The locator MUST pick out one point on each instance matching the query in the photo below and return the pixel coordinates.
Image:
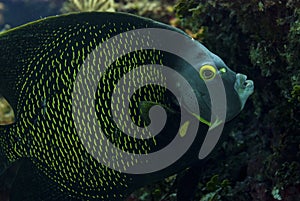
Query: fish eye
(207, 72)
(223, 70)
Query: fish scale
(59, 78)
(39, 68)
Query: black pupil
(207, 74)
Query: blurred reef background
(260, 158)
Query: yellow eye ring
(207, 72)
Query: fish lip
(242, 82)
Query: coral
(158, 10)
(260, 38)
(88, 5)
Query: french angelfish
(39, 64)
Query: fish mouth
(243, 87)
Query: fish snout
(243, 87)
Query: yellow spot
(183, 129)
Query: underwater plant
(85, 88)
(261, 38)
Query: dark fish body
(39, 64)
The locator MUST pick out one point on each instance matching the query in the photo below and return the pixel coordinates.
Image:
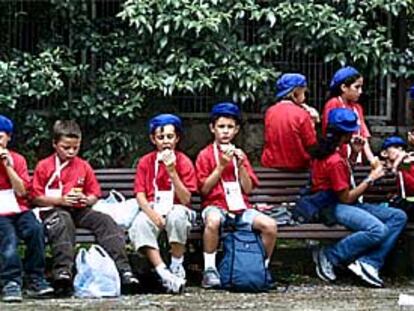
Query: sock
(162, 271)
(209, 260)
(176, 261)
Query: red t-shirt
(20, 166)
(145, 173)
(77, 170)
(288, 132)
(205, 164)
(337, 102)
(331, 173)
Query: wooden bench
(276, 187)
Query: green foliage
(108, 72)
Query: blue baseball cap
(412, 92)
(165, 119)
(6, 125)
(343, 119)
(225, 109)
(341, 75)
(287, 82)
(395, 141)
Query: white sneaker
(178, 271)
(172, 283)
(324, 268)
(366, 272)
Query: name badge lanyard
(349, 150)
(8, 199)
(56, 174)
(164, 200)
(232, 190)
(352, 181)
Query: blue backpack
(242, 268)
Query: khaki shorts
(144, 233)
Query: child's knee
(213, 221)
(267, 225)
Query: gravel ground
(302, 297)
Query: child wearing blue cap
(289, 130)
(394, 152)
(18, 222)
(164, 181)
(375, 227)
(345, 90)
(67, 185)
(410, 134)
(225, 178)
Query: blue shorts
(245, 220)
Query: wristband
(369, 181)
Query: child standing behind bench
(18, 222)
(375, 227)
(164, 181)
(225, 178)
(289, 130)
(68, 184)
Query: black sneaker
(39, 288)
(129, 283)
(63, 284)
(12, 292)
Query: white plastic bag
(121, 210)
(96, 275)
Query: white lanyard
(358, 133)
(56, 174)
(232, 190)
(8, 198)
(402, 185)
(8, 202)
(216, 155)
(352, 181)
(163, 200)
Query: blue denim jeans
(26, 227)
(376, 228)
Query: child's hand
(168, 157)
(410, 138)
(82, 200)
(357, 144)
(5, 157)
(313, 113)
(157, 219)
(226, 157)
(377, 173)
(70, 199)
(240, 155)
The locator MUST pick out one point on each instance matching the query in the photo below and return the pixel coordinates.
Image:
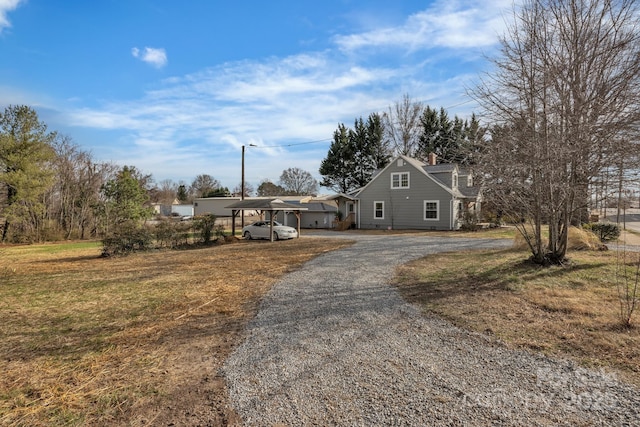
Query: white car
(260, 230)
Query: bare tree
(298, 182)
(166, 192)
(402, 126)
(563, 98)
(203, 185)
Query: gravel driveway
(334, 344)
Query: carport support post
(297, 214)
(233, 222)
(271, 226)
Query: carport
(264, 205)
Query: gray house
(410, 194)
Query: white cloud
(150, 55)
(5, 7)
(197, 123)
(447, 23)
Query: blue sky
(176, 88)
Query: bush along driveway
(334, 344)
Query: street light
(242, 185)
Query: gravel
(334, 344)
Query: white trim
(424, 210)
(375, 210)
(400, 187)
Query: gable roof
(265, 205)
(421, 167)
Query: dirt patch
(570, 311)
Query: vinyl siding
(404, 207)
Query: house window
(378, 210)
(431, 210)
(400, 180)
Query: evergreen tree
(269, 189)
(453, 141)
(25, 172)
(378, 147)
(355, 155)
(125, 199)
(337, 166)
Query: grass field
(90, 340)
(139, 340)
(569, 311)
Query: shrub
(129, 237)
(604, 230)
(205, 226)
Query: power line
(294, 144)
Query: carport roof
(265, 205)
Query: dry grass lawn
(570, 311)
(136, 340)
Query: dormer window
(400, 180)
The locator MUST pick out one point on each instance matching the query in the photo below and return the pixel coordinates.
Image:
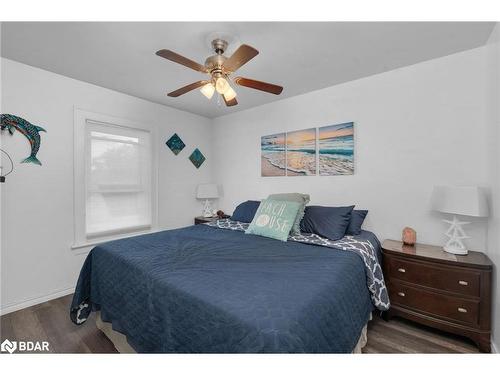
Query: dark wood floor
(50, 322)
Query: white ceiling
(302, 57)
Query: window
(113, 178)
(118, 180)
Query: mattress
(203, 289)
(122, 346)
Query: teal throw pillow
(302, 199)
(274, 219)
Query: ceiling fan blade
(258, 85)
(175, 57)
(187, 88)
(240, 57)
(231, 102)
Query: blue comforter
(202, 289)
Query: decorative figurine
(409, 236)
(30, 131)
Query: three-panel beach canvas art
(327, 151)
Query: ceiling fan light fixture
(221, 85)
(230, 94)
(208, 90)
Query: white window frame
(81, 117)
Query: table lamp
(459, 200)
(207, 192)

───

Task goal:
Retype the lines of the material from the one containing "Query: ceiling fan light fixture" through the last line, exactly, and give no other lines.

Solution to this task:
Query: ceiling fan light fixture
(221, 85)
(230, 94)
(208, 90)
Query: white window frame
(81, 117)
Query: table lamp
(459, 200)
(207, 192)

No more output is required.